**What is expected**
All that is needed is the line in the material below containing "Target: sandy soil", plus every line after it, printed exactly.

================================

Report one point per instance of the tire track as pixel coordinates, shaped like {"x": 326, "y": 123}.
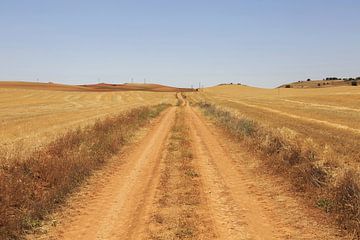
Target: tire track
{"x": 110, "y": 206}
{"x": 242, "y": 207}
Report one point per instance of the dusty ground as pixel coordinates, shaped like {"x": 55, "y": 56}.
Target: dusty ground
{"x": 157, "y": 190}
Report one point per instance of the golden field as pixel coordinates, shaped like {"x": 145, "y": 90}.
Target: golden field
{"x": 31, "y": 117}
{"x": 329, "y": 116}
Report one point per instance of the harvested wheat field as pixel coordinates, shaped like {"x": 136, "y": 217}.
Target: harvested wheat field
{"x": 149, "y": 165}
{"x": 32, "y": 113}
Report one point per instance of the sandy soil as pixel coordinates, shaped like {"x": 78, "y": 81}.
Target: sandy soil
{"x": 120, "y": 201}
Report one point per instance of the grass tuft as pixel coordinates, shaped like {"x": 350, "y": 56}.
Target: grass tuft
{"x": 32, "y": 186}
{"x": 310, "y": 168}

================================

**Result of the task**
Target: sandy soil
{"x": 120, "y": 201}
Report one point per instance of the grass tuft as pixel coordinates, shaped like {"x": 350, "y": 56}.
Target: grass tuft
{"x": 32, "y": 186}
{"x": 310, "y": 168}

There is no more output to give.